▶ Document extract
▽

Homes today are being built tight to conserve energy. But, by sealing up the house there is very little fresh air coming in. Improving ventilation and installing air cleaners are practical ways that you can control the quality of your home’s indoor air.

The U.S. Environmental Protection Agency has been studying the problem of indoor air pollution and has issued a number of recommendations on how to keep your home safe. Running the vacuum regularly and dusting are practical ways to eliminate potential threats. Proper ventilation in bathrooms and kitchens is also recommended to vent excess moisture from showering and cooking. The EPA also advises not to permit smoking in your home and to store paints and pesticides outside of your living quarters.

Sometimes installing an exhaust fan is not sufficient to improve ventilation in the home. You may need an exchange unit which brings in clean air from the outside as it forces the stale air out. Some of these units can also retain hot or cool air and act as a dehumidifier to eliminate moisture. A T.F. O’Brien technician can determine what size unit would be appropriate for your home. This is also an excellent time to consider installing an electronic air cleaner which will  do a much better job of removing contaminants from the air than the typical furnace filter.

△

▶ Goal of the exercise
Write out the entire text on indoor air quality word for word, without changing anything. The records are separate material and have nothing to do with the text on indoor air.

▶ Stored rows
▽

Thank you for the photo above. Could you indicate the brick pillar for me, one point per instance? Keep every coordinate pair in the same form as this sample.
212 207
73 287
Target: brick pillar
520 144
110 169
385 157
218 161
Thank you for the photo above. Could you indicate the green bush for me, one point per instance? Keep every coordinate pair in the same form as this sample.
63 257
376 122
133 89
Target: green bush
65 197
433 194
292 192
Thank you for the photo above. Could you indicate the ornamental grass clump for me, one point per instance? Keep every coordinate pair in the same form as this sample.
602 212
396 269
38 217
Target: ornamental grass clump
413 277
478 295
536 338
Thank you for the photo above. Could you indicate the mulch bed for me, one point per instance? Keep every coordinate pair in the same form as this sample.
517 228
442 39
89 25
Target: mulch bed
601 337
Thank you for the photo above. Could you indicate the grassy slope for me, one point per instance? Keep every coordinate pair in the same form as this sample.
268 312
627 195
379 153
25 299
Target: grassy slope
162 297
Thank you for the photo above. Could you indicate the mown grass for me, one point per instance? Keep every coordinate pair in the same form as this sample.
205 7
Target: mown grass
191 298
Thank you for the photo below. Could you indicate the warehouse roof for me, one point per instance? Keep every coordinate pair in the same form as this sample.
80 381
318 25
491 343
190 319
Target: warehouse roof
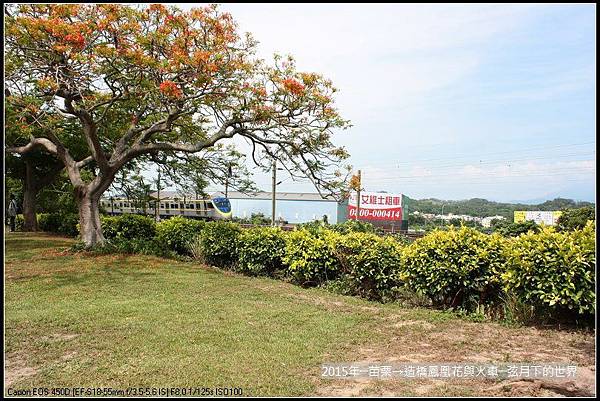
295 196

△
▽

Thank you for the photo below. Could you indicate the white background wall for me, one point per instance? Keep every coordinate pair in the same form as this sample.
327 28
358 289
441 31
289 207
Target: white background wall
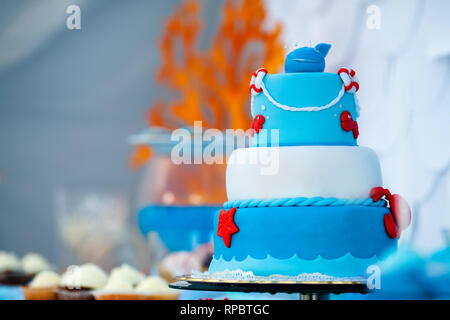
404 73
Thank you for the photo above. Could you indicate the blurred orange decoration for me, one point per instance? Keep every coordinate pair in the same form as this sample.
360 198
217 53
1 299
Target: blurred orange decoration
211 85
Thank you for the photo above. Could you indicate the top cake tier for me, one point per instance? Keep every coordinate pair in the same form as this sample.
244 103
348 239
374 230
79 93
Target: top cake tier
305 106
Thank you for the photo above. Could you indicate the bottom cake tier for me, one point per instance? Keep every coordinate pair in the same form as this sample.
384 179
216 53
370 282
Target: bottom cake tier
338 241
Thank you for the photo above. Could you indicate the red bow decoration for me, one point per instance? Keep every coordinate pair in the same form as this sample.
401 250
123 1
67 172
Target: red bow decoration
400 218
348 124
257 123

△

▶ Written solution
Homes today are being built tight to conserve energy. But, by sealing up the house there is very little fresh air coming in. Improving ventilation and installing air cleaners are practical ways that you can control the quality of your home’s indoor air.

The U.S. Environmental Protection Agency has been studying the problem of indoor air pollution and has issued a number of recommendations on how to keep your home safe. Running the vacuum regularly and dusting are practical ways to eliminate potential threats. Proper ventilation in bathrooms and kitchens is also recommended to vent excess moisture from showering and cooking. The EPA also advises not to permit smoking in your home and to store paints and pesticides outside of your living quarters.

Sometimes installing an exhaust fan is not sufficient to improve ventilation in the home. You may need an exchange unit which brings in clean air from the outside as it forces the stale air out. Some of these units can also retain hot or cool air and act as a dehumidifier to eliminate moisture. A T.F. O’Brien technician can determine what size unit would be appropriate for your home. This is also an excellent time to consider installing an electronic air cleaner which will  do a much better job of removing contaminants from the air than the typical furnace filter.